Problem to work on
Which lines in the entries below contain the word "peak"? Report each of those lines in full.

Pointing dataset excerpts
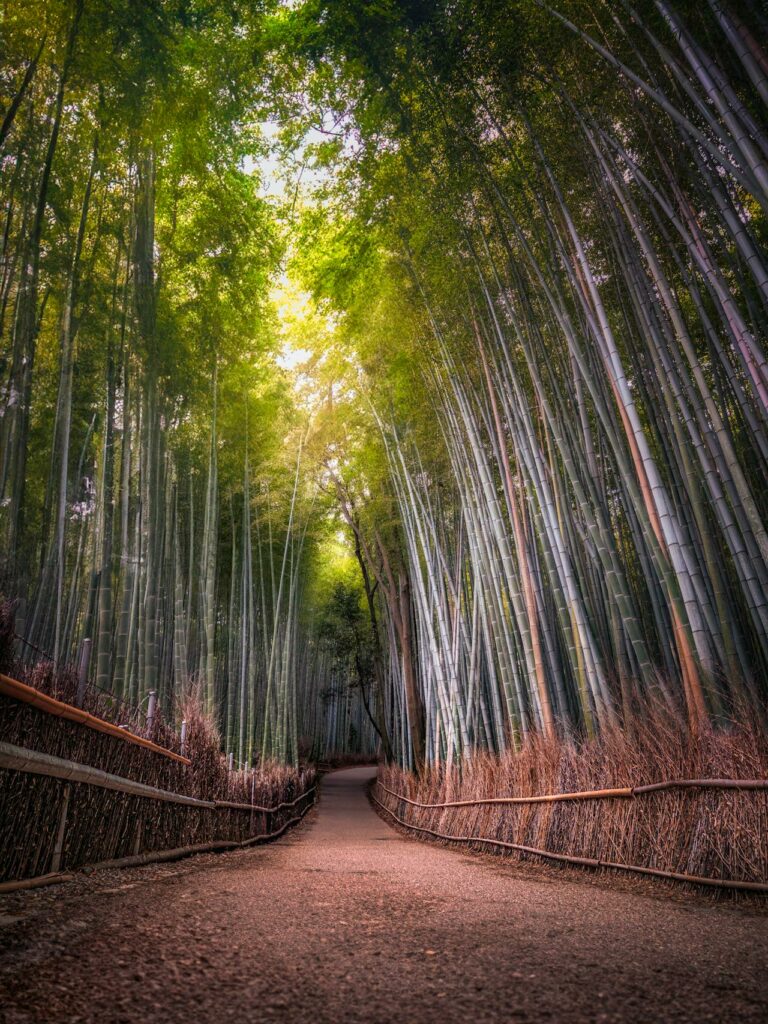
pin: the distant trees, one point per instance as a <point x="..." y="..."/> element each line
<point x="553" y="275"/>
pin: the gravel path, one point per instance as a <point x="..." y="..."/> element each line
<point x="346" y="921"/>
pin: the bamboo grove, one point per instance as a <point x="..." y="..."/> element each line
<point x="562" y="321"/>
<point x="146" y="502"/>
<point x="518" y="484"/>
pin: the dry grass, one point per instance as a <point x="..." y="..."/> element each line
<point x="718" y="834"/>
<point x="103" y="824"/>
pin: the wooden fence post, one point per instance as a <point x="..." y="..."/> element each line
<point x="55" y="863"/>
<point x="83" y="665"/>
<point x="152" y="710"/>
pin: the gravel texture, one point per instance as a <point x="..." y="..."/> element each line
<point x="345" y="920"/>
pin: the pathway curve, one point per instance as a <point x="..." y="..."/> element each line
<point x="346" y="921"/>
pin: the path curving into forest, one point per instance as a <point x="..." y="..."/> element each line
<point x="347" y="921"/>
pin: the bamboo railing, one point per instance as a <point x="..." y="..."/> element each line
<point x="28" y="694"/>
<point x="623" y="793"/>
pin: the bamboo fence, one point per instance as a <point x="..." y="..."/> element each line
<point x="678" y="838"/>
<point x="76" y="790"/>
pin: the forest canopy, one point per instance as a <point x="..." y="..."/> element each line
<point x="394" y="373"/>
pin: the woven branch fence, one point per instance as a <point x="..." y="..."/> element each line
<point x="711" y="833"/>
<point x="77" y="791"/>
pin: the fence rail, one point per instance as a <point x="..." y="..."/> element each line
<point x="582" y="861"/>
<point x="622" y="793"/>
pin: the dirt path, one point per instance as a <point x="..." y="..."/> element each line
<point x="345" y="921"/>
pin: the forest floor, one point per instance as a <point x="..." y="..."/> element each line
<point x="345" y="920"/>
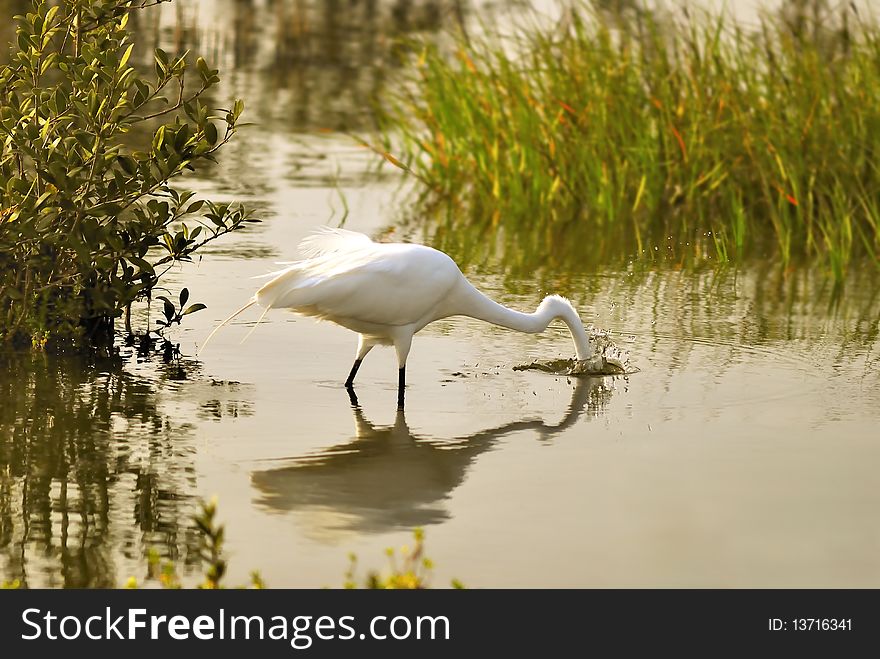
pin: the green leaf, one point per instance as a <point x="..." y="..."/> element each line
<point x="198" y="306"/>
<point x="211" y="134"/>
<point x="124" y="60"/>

--

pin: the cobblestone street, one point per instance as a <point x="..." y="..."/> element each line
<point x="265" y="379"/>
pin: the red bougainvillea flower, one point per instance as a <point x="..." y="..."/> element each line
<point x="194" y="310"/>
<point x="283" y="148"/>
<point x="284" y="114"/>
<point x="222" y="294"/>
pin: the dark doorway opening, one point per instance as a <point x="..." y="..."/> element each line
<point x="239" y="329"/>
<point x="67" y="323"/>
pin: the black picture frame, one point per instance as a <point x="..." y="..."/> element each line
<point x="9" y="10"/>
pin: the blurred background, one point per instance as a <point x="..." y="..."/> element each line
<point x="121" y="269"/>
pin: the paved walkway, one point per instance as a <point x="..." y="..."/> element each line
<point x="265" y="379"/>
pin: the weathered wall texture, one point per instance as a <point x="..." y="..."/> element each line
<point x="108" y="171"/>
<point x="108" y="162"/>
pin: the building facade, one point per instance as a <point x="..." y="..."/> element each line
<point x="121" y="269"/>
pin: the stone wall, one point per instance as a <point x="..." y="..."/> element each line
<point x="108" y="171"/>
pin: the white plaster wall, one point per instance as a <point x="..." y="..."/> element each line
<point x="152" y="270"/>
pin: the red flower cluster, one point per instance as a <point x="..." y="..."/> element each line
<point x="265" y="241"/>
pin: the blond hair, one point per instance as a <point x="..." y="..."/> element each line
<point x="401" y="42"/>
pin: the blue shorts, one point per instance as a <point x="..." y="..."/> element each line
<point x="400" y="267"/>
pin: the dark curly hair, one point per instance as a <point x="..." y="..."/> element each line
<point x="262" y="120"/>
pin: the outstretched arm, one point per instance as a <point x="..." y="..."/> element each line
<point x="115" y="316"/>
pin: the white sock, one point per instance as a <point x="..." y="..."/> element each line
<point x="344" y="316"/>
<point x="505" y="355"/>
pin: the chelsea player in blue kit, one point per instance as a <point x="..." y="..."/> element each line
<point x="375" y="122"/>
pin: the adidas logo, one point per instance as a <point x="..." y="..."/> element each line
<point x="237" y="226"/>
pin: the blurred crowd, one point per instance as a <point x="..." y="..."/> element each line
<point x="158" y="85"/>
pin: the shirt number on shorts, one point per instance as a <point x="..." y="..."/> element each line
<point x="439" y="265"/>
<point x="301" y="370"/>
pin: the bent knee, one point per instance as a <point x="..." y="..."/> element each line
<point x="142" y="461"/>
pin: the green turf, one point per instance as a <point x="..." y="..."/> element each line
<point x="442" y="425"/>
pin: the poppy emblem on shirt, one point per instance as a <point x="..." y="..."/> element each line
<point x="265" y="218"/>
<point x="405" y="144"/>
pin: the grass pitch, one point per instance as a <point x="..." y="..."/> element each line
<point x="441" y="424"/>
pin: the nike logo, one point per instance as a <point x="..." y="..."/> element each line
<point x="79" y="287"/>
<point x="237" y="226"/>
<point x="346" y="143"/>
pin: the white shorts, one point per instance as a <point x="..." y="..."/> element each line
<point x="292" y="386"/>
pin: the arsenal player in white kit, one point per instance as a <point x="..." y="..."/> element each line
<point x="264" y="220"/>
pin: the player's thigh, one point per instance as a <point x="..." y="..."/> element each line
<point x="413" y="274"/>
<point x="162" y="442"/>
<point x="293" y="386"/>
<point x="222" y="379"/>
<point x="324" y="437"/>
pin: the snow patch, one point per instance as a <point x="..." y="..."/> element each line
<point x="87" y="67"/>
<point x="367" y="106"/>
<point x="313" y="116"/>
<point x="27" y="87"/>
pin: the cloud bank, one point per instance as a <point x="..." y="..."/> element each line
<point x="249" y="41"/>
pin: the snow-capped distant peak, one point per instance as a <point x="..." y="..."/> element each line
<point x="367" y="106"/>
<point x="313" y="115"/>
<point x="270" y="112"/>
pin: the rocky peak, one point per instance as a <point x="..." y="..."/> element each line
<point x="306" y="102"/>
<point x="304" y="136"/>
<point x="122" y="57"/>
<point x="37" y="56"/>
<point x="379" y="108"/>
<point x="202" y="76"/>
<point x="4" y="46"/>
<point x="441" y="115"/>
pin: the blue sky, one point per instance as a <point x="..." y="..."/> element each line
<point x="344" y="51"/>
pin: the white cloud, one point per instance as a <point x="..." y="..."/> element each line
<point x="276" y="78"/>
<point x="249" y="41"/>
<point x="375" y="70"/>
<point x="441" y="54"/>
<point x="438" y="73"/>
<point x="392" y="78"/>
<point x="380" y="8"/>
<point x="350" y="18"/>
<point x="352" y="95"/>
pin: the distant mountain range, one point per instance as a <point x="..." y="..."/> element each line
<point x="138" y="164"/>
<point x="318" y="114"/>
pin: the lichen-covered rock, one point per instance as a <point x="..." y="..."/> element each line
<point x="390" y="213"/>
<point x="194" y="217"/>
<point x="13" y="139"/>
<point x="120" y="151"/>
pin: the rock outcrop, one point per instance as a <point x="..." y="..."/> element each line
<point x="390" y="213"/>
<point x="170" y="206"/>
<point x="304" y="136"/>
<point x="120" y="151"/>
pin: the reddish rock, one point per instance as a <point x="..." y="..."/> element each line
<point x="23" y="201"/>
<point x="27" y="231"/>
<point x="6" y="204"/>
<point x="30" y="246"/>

Output below
pin: the snow-capped distant peak, one point per instance as a <point x="..." y="..."/> element each line
pin: the rocky peak, one point per instance as a <point x="..." y="..."/> element each line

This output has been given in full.